Work required
Retype each of the records below character for character.
━━━━━━━━━━━━━━━━
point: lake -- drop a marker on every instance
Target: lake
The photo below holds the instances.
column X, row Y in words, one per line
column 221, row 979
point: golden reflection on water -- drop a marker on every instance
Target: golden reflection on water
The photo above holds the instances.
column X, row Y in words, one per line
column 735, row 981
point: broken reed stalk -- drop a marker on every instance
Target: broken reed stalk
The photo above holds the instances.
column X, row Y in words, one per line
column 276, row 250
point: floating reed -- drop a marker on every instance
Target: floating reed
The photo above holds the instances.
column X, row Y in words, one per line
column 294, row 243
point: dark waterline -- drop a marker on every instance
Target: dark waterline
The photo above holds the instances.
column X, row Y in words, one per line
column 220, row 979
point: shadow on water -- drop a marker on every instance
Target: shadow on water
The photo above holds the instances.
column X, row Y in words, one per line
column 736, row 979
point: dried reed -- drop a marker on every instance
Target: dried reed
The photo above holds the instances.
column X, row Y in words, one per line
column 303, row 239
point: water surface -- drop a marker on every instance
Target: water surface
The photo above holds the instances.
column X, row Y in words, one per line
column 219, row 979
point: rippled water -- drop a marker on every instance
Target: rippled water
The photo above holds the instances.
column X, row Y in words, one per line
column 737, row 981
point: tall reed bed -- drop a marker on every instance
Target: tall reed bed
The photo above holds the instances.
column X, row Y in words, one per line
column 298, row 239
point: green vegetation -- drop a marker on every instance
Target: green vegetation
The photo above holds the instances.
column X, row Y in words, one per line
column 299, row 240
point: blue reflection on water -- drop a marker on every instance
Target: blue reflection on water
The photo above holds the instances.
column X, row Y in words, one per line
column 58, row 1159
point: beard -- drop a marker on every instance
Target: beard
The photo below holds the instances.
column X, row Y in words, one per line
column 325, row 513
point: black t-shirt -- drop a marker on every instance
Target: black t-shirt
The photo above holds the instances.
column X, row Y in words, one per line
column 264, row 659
━━━━━━━━━━━━━━━━
Written reply
point: lake -- drop a marker on every instance
Target: lake
The photo below holds the instances.
column X, row Y in words, one per line
column 221, row 979
point: golden reflection on water -- drop a marker on every instance
Target: golden reflection on water
The photo above holds the instances.
column X, row Y in words, one per line
column 735, row 981
point: broken reed stalk -- drop a marker on every instance
Target: broken reed stalk
The photo above holds the instances.
column X, row Y in words, one per line
column 276, row 250
point: floating reed -- drop a marker on every instance
Target: floating reed
The photo above holds the instances.
column X, row Y in words, one per line
column 294, row 243
point: dark waterline -- drop a marker on every instance
Target: dark waterline
The photo above holds the instances.
column X, row Y in words, one per line
column 220, row 979
point: shadow on water -- drop a marker on every instance
Target: shadow on water
The photo above holds the instances.
column X, row Y in words, one per line
column 736, row 979
point: dried reed -- drop a marker on every instance
Target: dried reed
The photo above holds the instances.
column X, row Y in words, one per line
column 303, row 239
point: water surface -- drop a marker on every instance
Target: water surface
The photo above holds the instances.
column X, row Y in words, one per line
column 219, row 979
point: rippled water -- drop a marker on every instance
Target: rippled water
The photo above holds the instances.
column X, row Y in words, one per line
column 737, row 981
point: tall reed bed -- drop a marker on every instance
Target: tall reed bed
The photo above holds the instances.
column X, row Y in words, one per line
column 298, row 239
point: green vegetation -- drop a marker on every instance
Target: green vegetation
The photo above holds the instances.
column X, row Y in words, one per line
column 299, row 240
point: blue reflection on water -- drop a marker on every instance
Target: blue reflection on water
The photo above holds the instances.
column X, row Y in words, one per line
column 58, row 1159
point: beard -- drop a marker on every instance
Target: beard
The photo below holds the instances.
column X, row Y in words, one per line
column 325, row 513
point: black t-shirt -- drop a marker on every instance
Target: black t-shirt
The photo above holds the instances.
column X, row Y in words, one per line
column 264, row 659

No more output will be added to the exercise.